__Task brief__
Starting with the line that holds "mark: eyeglasses |", copy out each remaining line of the listing below, up to and including the last one, and include nothing else.

>> Start Material for this task

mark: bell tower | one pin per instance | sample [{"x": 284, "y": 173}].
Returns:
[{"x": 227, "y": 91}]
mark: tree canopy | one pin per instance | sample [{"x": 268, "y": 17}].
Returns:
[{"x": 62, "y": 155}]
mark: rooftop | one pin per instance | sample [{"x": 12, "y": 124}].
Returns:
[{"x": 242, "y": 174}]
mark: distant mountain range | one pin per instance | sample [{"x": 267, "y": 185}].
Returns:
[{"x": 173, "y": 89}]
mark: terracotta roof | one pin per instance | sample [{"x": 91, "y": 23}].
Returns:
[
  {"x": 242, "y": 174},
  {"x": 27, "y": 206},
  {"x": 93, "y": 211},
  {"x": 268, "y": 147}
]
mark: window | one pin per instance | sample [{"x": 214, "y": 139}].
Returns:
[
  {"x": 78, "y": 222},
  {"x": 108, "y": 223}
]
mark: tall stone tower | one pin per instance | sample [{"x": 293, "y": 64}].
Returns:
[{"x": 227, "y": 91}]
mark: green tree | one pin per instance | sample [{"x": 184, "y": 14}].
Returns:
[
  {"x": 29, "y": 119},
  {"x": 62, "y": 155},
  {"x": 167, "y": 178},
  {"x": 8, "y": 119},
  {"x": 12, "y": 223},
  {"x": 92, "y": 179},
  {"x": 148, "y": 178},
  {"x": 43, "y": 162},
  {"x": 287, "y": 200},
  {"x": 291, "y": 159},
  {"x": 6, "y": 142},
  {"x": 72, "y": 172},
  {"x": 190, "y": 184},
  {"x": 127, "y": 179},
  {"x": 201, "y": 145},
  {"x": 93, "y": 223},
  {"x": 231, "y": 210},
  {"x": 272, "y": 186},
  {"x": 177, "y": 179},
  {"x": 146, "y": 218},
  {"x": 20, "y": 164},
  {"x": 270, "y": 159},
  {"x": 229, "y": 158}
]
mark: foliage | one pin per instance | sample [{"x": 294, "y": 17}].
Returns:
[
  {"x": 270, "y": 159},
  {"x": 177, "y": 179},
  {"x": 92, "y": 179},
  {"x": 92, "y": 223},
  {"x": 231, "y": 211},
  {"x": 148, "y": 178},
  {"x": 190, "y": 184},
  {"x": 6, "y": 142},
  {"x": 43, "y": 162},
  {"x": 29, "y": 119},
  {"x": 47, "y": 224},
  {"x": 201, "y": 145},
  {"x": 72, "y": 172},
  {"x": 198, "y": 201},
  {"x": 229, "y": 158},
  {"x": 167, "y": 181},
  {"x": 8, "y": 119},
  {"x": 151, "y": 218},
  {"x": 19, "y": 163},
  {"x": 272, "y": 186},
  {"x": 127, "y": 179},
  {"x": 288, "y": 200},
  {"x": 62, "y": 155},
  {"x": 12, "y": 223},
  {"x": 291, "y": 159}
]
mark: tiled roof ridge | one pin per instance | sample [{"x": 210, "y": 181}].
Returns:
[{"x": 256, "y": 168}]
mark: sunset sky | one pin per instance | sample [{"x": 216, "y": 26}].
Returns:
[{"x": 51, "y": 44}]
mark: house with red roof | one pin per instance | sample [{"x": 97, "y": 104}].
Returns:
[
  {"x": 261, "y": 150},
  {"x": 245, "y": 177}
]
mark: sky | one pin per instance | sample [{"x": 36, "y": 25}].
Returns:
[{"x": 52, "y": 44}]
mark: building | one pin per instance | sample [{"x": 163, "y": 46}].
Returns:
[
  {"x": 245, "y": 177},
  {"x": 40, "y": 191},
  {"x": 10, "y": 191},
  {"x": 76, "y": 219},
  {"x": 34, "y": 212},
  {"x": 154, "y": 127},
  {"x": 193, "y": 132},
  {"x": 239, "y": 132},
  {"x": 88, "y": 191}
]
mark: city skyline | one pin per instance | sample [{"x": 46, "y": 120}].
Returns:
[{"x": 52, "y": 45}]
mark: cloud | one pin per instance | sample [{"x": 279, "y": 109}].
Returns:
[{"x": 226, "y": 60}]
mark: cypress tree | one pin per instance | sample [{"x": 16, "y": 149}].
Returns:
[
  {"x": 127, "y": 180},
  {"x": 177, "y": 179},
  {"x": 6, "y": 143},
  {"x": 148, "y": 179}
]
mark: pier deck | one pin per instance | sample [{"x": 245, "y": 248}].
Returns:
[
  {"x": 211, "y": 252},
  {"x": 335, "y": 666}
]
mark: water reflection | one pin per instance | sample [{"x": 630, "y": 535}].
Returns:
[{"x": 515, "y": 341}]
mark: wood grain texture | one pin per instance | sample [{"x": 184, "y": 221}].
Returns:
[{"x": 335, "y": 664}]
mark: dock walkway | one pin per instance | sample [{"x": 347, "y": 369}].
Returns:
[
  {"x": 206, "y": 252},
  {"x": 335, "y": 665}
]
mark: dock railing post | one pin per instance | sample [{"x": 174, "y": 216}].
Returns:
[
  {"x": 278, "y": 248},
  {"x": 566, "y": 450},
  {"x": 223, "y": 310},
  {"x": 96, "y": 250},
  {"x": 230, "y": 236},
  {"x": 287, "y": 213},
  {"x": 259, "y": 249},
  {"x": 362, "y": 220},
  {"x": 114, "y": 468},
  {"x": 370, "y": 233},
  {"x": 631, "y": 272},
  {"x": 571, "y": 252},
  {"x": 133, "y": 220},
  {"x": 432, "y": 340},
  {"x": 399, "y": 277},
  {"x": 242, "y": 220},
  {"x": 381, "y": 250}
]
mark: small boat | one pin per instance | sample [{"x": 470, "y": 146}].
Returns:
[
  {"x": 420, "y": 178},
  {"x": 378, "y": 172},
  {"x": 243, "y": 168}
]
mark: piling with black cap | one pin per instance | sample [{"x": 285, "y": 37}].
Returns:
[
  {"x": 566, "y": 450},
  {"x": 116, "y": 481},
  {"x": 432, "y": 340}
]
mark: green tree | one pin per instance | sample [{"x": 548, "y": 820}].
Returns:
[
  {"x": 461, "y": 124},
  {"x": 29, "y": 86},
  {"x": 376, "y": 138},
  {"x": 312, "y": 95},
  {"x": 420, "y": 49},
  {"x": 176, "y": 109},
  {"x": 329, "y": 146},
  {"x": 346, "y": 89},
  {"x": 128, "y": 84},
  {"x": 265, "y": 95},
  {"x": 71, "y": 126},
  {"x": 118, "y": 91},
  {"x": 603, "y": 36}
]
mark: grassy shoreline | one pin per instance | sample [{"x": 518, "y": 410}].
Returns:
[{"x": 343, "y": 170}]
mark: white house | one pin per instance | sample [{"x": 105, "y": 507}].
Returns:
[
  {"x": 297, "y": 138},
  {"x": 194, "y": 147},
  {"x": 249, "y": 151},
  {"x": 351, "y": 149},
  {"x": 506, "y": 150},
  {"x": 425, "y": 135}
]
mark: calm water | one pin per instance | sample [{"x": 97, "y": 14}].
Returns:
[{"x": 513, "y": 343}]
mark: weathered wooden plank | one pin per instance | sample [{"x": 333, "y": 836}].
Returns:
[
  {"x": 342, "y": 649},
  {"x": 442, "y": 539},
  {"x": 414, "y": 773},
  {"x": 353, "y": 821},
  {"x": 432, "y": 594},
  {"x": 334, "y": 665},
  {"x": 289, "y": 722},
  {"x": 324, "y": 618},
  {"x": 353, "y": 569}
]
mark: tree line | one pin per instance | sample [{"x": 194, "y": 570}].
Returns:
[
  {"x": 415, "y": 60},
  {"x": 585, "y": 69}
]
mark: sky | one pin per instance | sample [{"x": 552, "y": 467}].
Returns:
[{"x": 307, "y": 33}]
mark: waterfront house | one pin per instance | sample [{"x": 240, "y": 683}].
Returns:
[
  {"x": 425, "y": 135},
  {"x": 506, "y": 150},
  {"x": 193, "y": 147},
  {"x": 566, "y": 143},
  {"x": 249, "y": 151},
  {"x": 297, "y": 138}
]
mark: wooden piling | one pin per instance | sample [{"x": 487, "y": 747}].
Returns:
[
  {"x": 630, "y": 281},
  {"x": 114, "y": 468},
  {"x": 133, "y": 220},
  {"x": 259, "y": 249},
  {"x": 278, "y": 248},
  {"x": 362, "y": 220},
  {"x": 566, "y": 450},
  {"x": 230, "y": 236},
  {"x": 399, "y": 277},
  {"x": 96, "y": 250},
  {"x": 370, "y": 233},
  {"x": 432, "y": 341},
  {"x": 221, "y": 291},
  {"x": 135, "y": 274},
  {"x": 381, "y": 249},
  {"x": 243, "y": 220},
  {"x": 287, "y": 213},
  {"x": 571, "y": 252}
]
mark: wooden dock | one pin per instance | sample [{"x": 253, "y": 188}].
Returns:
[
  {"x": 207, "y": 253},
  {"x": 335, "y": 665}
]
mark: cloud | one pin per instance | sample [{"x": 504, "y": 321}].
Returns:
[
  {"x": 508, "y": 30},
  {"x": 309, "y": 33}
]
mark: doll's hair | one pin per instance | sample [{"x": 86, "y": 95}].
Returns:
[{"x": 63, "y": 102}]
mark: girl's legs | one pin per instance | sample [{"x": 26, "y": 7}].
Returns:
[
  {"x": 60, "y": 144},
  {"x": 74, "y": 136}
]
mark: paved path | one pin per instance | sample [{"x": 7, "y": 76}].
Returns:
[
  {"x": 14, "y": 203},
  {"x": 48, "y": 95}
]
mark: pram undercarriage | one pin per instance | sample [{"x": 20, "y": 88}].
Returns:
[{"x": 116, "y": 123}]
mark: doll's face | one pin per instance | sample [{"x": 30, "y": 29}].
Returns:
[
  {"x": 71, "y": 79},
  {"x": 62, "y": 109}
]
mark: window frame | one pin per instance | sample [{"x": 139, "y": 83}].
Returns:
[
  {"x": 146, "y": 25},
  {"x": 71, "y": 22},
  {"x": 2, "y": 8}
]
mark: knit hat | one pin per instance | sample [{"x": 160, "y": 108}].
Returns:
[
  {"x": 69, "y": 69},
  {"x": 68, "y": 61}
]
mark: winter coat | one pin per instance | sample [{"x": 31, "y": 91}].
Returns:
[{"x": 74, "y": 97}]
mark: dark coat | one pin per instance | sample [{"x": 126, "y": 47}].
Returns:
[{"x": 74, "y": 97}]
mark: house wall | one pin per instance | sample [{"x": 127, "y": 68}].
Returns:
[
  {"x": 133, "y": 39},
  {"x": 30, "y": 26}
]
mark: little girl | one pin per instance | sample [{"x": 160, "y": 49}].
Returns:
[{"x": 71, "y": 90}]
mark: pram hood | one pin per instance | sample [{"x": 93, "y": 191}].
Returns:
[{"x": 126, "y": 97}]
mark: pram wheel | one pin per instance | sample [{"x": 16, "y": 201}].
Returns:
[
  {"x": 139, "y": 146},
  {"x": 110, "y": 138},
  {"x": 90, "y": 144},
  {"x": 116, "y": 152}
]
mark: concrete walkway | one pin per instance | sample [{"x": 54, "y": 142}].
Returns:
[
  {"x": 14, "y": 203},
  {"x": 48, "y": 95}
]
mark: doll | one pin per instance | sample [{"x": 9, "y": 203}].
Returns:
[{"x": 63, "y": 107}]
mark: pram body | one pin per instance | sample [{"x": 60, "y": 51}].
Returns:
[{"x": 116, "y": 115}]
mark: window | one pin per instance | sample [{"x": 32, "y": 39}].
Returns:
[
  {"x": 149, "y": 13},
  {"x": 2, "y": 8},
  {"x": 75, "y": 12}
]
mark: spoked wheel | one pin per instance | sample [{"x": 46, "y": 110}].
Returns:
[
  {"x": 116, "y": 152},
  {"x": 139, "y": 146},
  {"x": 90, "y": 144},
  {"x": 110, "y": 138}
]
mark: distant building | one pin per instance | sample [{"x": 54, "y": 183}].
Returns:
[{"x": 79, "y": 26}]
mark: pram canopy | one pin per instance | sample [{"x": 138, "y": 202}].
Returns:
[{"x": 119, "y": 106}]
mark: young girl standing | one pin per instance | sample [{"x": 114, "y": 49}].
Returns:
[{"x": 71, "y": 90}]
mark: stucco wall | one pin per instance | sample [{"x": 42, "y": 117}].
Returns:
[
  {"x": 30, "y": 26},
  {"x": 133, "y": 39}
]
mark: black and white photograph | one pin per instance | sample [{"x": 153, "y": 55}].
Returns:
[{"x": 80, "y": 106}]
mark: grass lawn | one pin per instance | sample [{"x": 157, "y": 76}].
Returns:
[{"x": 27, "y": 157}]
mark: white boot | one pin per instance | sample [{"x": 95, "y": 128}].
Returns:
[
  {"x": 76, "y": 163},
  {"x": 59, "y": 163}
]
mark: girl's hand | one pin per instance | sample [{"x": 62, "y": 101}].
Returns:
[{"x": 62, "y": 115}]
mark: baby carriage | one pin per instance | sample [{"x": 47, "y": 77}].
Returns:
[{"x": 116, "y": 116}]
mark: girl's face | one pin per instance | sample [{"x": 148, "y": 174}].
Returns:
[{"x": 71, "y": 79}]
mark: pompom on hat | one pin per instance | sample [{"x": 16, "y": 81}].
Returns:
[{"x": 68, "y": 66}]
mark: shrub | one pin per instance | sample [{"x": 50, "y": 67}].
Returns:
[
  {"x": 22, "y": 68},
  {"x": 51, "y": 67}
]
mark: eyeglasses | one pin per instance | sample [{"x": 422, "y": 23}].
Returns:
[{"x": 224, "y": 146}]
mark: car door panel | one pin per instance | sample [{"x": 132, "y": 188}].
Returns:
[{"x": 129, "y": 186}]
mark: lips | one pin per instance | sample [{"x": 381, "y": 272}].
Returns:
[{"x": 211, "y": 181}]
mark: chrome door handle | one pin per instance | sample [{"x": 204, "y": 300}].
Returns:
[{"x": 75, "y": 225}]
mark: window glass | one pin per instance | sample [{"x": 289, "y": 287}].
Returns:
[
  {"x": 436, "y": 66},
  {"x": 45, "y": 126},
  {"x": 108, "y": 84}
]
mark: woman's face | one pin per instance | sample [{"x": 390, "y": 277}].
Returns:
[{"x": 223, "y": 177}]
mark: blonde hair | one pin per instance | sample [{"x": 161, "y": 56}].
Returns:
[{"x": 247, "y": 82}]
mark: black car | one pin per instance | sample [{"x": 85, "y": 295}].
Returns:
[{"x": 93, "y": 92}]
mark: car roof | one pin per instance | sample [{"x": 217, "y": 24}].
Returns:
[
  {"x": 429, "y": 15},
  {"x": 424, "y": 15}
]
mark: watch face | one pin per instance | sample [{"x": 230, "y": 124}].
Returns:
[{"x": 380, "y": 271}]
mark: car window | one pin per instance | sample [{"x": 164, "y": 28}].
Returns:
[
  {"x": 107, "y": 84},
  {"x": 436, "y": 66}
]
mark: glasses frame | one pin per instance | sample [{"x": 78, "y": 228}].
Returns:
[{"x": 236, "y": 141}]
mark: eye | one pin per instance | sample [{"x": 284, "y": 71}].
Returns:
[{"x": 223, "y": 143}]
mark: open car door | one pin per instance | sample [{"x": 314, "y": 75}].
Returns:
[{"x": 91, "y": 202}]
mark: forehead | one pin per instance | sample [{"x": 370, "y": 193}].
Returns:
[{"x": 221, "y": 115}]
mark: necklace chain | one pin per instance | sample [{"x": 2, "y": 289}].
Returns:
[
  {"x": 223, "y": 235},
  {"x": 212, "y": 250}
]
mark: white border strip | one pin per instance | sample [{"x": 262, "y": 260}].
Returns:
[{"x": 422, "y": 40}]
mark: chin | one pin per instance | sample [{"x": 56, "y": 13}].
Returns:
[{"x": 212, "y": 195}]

>> End Material for this task

__Answer to the task__
mark: eyeglasses | one pin per instance | sample [{"x": 422, "y": 23}].
Returns:
[{"x": 224, "y": 146}]
mark: car door panel | one pin per instance | sample [{"x": 132, "y": 188}].
Returns:
[{"x": 129, "y": 186}]
mark: lips | one pin per instance | sample [{"x": 381, "y": 272}].
Returns:
[{"x": 211, "y": 181}]
mark: chrome door handle | one pin per instance | sample [{"x": 204, "y": 300}].
Returns:
[{"x": 75, "y": 225}]
mark: window glass | one pin per instance | sample [{"x": 289, "y": 287}].
Returns:
[
  {"x": 436, "y": 66},
  {"x": 45, "y": 126},
  {"x": 108, "y": 84}
]
mark: woman's face | one pin per instance | sample [{"x": 390, "y": 277}].
Returns:
[{"x": 223, "y": 177}]
mark: blonde hair | one pin per instance | sample [{"x": 161, "y": 56}].
Returns:
[{"x": 247, "y": 82}]
mark: black car | one pin per instance | sample [{"x": 85, "y": 295}].
Returns:
[{"x": 93, "y": 92}]
mark: car roof | one pin per instance | sample [{"x": 217, "y": 24}].
Returns:
[
  {"x": 429, "y": 15},
  {"x": 424, "y": 15}
]
mark: watch face | one pin per instance | sample [{"x": 230, "y": 124}].
Returns:
[{"x": 380, "y": 271}]
mark: car window | one pin per instance | sample [{"x": 164, "y": 28}].
Returns:
[
  {"x": 107, "y": 84},
  {"x": 436, "y": 66}
]
mark: glasses frame | one pin per instance | sample [{"x": 78, "y": 228}].
Returns:
[{"x": 236, "y": 141}]
mark: eye | one pin per instance | sample [{"x": 284, "y": 71}].
Returns:
[{"x": 223, "y": 143}]
mark: open car door | one pin per instance | sample [{"x": 314, "y": 75}].
Returns:
[{"x": 91, "y": 202}]
mark: forehead | one pin per instance | sample [{"x": 370, "y": 193}].
Returns:
[{"x": 221, "y": 115}]
mark: necklace chain | one pin per instance | sample [{"x": 2, "y": 289}].
Returns:
[
  {"x": 223, "y": 235},
  {"x": 212, "y": 250}
]
mark: white border strip | one pin per instance | sample [{"x": 262, "y": 260}].
Returns:
[{"x": 422, "y": 40}]
mark: chin | one pin per instance | sample [{"x": 56, "y": 13}].
Returns:
[{"x": 212, "y": 195}]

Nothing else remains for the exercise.